You should have received a copy of the GNU Lesser General Public
License along with this library; if not, write to the Free Software
Foundation, Inc., 51 Franklin Street, Fifth Floor, Boston, MA  02110-1301 USA
*/

export module Crafter.Math:Intersection;
import :VectorF32;
import :MatrixRowMajor;
import std;

namespace Crafter {
    namespace detail {
        // Splat a single Len-vector into all Packing slots of the wider type
        // via a temporary float buffer. Performed once per intersection call;
        // the inner SIMD loop dominates so the round-trip is in the noise.
        template <std::uint8_t Packing, std::uint8_t Len>
        inline VectorF32<Len, Packing> SplatToPacking(VectorF32<Len, 1> v) {
            alignas(64) float buf[VectorF32<Len, Packing>::AlignmentElement] = {};
            std::array<float, VectorF32<Len, 1>::AlignmentElement> flat = v.template Store<float>();
            for (std::uint8_t p = 0; p < Packing; ++p) {
                for (std::uint8_t k = 0; k < Len; ++k) buf[p * Len + k] = flat[k];
            }
            return VectorF32<Len, Packing>(buf);
        }

        // Interleave two arrays of size N=BatchSize into the 2*N positional
        // argument list expected by the variadic Dot. Returns the packed
        // VectorF32<1, Packing*BatchSize> with one dot product per slot.

Given records
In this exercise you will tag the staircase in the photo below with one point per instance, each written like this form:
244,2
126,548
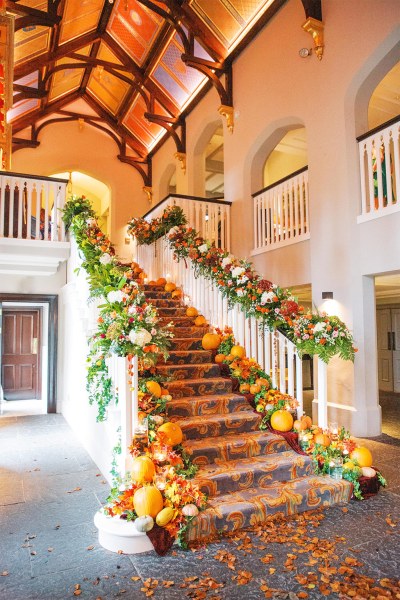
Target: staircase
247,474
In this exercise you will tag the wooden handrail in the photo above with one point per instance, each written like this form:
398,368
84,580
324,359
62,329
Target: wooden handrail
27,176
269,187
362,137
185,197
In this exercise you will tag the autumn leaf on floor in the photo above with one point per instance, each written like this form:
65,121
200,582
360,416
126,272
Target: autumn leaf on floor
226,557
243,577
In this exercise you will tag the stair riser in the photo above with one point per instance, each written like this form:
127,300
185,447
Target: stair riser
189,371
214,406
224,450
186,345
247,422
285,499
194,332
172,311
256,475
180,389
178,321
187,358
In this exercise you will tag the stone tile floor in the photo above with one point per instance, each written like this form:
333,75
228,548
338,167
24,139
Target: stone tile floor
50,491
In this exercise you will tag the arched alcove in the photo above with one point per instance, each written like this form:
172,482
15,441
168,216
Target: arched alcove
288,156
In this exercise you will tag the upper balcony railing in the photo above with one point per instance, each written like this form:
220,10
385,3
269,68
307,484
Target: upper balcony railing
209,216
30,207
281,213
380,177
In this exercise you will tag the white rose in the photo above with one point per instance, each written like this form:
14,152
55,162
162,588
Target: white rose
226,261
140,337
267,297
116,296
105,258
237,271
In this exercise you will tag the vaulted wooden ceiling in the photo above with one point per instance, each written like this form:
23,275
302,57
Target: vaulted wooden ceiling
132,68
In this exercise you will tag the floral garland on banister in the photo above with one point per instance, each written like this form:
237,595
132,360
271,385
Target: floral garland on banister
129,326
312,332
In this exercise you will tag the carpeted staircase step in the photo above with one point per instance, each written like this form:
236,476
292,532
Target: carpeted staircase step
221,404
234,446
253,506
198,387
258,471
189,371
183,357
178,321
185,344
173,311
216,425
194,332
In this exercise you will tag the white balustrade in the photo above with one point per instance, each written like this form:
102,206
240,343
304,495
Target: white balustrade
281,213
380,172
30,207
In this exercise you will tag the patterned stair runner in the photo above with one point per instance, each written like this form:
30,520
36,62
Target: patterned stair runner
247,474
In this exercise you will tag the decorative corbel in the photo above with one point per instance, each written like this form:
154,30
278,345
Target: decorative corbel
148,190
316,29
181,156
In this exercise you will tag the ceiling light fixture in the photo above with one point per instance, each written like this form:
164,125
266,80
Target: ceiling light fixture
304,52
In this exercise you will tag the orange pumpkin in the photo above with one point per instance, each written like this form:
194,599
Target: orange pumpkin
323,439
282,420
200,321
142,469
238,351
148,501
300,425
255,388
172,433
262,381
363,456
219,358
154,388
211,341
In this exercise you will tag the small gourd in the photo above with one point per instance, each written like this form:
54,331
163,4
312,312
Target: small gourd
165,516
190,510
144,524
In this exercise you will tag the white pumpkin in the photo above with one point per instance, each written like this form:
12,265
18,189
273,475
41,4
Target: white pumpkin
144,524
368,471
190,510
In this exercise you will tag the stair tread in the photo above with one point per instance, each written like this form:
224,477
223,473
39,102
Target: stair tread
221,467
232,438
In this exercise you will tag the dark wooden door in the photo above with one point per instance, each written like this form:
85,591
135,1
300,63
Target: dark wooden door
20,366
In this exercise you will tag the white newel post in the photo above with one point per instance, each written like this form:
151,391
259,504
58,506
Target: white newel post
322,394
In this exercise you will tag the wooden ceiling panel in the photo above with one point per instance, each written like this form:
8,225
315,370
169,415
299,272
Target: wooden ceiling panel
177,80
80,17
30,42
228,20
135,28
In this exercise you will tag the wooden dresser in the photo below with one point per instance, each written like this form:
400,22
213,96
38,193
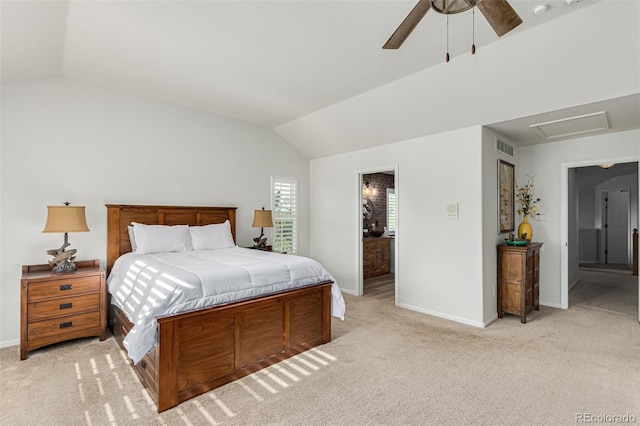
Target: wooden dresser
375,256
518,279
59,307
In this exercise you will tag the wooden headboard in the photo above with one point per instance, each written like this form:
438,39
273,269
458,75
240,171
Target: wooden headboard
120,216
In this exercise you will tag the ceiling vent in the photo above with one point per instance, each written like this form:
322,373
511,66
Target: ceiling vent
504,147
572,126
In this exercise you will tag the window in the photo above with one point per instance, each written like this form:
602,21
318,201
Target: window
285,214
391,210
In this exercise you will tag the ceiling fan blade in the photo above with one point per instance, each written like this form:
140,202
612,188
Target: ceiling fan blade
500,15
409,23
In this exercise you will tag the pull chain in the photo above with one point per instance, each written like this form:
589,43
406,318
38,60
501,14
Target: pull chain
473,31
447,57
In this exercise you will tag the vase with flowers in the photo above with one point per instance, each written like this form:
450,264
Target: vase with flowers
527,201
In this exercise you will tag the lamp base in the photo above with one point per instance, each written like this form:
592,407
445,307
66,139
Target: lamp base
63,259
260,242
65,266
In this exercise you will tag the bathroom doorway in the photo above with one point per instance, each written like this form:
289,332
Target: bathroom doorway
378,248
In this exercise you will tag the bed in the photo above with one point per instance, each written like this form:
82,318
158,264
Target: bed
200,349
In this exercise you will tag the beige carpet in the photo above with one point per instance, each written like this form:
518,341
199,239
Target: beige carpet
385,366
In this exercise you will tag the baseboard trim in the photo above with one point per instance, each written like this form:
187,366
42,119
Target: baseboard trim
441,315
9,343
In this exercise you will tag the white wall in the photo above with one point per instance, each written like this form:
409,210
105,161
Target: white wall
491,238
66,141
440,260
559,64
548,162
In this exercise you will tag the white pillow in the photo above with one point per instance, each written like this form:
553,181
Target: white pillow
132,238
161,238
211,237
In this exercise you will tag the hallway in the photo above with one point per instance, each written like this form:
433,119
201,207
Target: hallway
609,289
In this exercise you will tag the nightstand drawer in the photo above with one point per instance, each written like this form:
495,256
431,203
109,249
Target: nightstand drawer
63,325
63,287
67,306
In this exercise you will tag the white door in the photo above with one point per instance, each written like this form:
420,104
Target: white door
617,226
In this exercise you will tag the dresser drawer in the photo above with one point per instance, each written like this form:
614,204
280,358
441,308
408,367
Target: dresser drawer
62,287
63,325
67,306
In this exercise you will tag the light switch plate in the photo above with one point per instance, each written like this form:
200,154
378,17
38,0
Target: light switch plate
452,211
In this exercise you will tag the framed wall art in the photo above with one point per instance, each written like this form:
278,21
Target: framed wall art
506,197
---
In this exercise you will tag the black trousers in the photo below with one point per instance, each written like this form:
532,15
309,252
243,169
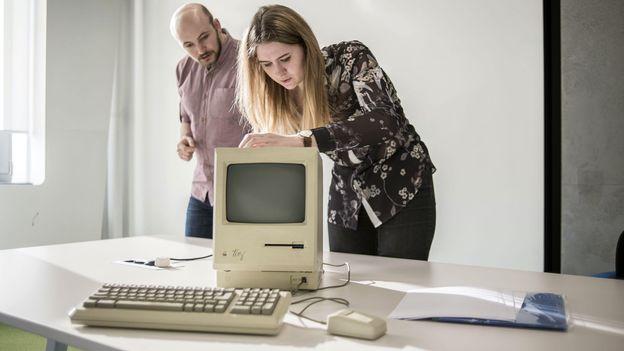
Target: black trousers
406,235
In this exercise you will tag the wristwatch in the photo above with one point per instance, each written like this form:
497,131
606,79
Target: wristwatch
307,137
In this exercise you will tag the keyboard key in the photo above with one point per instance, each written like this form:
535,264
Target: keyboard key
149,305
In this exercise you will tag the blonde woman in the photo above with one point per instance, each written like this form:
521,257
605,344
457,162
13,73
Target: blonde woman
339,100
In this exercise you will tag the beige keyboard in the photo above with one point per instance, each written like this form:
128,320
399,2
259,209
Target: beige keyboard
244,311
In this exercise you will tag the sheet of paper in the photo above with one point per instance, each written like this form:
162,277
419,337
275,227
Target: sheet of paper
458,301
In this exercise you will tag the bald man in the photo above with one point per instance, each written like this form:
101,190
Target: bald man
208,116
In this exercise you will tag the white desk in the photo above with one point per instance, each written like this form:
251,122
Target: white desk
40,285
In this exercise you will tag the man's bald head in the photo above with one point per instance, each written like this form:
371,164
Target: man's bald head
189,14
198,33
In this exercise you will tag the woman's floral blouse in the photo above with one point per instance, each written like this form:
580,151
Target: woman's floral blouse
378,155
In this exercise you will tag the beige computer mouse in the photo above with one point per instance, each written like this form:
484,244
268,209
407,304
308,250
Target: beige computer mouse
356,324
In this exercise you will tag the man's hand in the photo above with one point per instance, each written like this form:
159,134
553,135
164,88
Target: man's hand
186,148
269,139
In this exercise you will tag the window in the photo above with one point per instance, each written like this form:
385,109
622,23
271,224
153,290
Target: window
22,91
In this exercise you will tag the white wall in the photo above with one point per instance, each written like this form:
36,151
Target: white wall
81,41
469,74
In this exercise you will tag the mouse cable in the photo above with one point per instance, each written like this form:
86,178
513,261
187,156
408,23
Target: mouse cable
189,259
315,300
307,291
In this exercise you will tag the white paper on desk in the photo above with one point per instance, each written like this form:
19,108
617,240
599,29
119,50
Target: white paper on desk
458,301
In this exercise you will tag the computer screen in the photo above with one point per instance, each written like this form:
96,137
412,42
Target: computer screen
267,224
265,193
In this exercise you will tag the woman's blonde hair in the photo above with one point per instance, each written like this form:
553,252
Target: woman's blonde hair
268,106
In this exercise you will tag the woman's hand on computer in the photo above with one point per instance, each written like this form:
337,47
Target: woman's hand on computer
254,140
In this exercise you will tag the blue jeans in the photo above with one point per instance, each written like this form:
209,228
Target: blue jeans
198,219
--
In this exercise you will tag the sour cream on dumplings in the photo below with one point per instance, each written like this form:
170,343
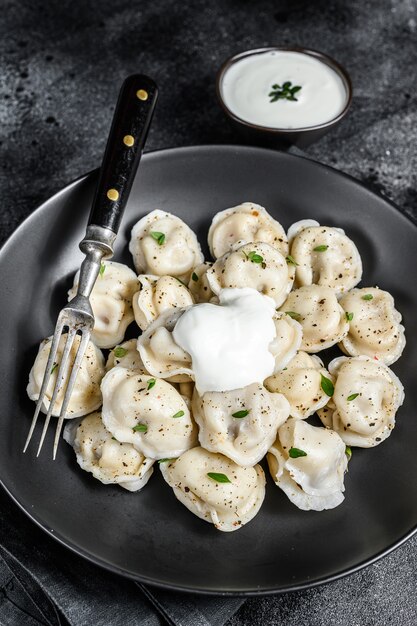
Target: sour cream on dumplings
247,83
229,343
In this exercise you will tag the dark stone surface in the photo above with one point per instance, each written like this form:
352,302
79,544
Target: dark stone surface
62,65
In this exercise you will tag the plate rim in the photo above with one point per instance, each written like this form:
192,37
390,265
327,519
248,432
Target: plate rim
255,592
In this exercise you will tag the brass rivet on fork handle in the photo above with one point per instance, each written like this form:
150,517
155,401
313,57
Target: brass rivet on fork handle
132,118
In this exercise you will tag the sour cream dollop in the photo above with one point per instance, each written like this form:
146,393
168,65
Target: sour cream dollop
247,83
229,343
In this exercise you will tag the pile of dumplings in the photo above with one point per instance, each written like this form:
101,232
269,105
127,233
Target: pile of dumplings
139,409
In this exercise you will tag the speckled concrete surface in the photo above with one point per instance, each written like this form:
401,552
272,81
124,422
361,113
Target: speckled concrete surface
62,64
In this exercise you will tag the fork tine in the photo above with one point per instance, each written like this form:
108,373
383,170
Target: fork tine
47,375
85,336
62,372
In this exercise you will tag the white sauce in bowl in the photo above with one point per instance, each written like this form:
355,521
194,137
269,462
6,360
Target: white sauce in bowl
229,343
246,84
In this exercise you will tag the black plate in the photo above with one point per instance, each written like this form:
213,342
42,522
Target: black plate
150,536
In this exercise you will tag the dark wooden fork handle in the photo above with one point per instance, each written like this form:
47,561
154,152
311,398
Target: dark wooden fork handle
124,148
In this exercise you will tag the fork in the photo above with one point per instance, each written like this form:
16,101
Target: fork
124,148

What is required
Reproduce the part of the intersection code excerpt that opens with the words containing "template <std::uint8_t Packing, std::uint8_t" and closes with "product per slot.". Work only from the intersection code excerpt.

Answer to this task
template <std::uint8_t Packing, std::uint8_t Len>
        inline VectorF32<Len, Packing> SplatToPacking(VectorF32<Len, 1> v) {
            alignas(64) float buf[VectorF32<Len, Packing>::AlignmentElement] = {};
            std::array<float, VectorF32<Len, 1>::AlignmentElement> flat = v.template Store<float>();
            for (std::uint8_t p = 0; p < Packing; ++p) {
                for (std::uint8_t k = 0; k < Len; ++k) buf[p * Len + k] = flat[k];
            }
            return VectorF32<Len, Packing>(buf);
        }

        // Interleave two arrays of size N=BatchSize into the 2*N positional
        // argument list expected by the variadic Dot. Returns the packed
        // VectorF32<1, Packing*BatchSize> with one dot product per slot.